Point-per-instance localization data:
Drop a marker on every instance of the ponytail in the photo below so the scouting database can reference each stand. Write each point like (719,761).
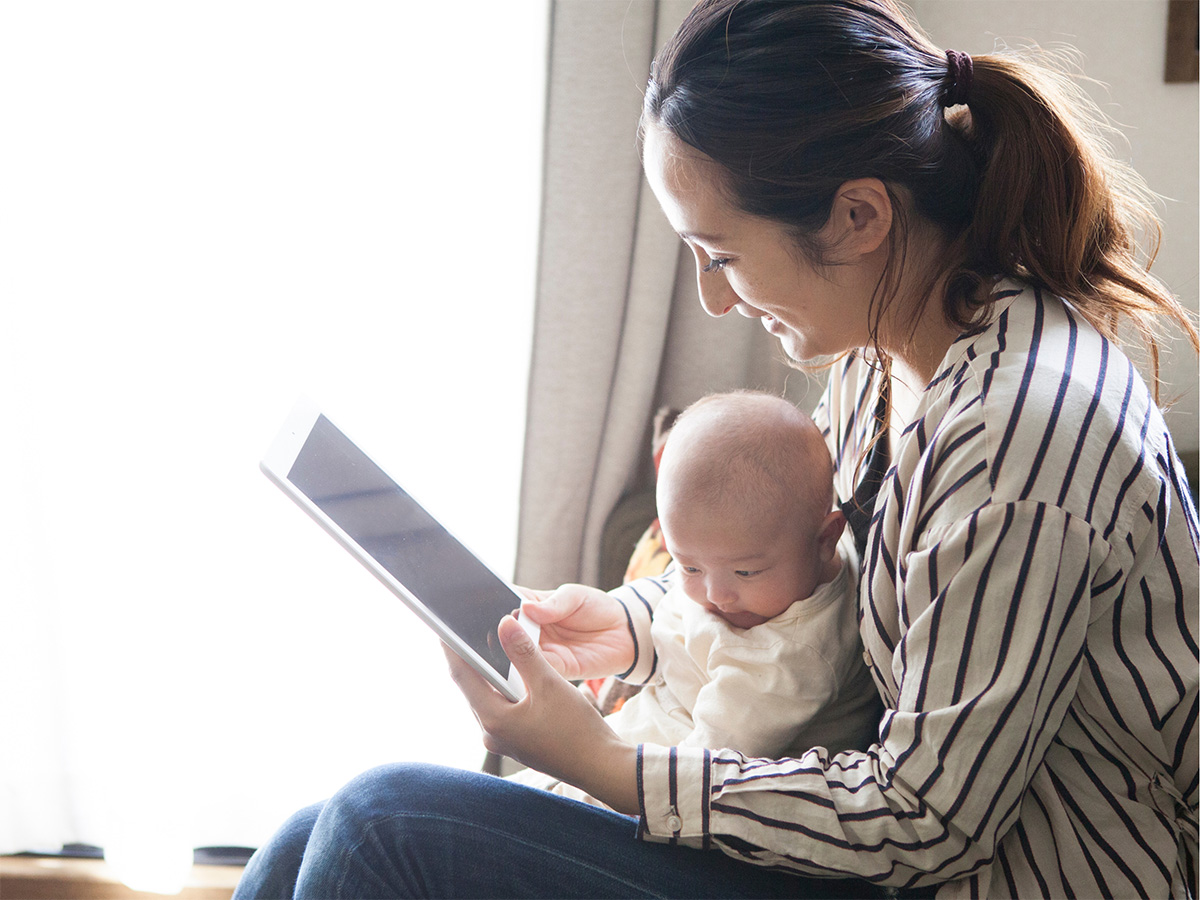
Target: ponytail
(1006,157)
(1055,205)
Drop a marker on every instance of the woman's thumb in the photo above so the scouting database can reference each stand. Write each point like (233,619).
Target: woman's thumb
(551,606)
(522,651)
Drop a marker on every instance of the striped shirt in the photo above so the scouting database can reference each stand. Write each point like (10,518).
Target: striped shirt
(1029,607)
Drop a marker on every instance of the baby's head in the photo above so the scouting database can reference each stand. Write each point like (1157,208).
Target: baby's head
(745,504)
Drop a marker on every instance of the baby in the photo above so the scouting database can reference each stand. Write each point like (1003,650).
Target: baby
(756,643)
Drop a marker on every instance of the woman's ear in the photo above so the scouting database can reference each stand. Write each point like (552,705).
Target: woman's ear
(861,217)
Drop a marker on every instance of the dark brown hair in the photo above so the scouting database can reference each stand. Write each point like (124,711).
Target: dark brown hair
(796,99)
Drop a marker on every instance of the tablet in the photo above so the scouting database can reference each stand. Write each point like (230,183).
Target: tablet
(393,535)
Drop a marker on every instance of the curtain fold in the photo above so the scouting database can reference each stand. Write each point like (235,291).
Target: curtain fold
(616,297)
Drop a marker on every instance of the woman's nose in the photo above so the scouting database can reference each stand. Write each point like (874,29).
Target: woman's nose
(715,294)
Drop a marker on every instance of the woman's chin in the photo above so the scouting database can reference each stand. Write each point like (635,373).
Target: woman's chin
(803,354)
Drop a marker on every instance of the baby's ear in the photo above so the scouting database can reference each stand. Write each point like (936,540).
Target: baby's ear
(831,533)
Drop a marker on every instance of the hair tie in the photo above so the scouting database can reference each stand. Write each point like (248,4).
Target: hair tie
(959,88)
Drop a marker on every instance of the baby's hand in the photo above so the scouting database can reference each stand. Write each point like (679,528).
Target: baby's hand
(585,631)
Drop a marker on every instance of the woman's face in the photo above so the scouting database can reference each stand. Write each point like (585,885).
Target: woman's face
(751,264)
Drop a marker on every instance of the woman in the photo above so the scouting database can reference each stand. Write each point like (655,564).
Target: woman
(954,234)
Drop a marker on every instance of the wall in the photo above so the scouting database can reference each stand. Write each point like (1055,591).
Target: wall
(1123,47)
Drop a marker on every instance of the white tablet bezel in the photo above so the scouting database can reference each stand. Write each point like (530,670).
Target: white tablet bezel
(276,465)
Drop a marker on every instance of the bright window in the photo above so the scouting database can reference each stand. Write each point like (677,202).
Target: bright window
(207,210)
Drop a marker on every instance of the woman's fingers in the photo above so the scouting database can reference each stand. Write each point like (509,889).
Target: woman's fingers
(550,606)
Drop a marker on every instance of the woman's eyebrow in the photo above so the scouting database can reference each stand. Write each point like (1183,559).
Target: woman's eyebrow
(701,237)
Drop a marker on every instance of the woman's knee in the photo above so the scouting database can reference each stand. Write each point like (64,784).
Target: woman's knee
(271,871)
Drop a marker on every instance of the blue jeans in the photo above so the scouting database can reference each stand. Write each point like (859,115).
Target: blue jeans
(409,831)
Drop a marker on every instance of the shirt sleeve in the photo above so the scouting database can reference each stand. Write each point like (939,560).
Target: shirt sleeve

TASK ITEM: Wherever the string "sleeve" appears in the data above, copy the line it sits in.

EXERCISE OUTPUT:
Drop a marker on every instance of the shirt sleeve in the photo above so the scouting database can reference each stand. Write each point like (939,560).
Target: shirt sleeve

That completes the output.